USING THE INFORMATION |
A) From the forum post below about using a CPAP in flight, list every device that, according to its last paragraph, carriers must let a passenger with a disability use.
B) Answer these questions from the forum post below about using a CPAP in flight:
(i) When did the poster join the forum?
(ii) Which act does the post say gives you the right to use your CPAP?
(iii) Above what seat capacity must aircraft allow these devices?
C) Continue the forum post below about using a CPAP in flight, starting after its final sentence.

PAGE TEXT |
FlyerTalk Forums - View Single Post - Using cpap on-board flight
View Single Post
Old Apr 17, 2010, 2:40 am
  #43  
FatManInNYC
 
Join Date: Sep 2003
Location: LAX, PSP
Programs: SPG & CO Plat.
Posts: 3,143
Certified machines

Technically, there are no "certified" CPAP machines, at least as that term is defined at law.

The Air Carrier Access Act does give you the right to use your CPAP, but only if that CPAP has undergone rigorous testing approved by the FAA.

Carriers, except for on-demand air taxi operators, who conduct passenger services must allow, on all aircraft with a capacity of more than 19 seats, any passenger with a disability to use a ventilator, respirator, CPAP machine, or an FAA-approved POC, unless either the device does not meet FAA requirements for medical portable electronic devices and does not display a manufacturer’s label that indicates the device meets those FAA requirements or the device cannot be stowed and used in the passenger cabin consistent with TSA, FAA, and PHMSA regulations.

COLLECTED MATERIAL |

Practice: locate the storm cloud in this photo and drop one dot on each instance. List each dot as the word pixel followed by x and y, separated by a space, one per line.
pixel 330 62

REPLIES |
A)
ventilator
respirator
CPAP machine
FAA-approved POC

B)
(i) September 2003
(ii) The Air Carrier Access Act
(iii) More than 19 seats

C)
emphasis mine.

The testing is cost prohibitive, hence none are certified and none bear the required label.

Read more about the ACAA here.

Some airlines maintain their own list, but that list is not ubiquitous across all carriers.

RE: Delta. I witnessed a man using a Everest 3 on a fairly recent NRT-JFK, so perhaps there is some leeway?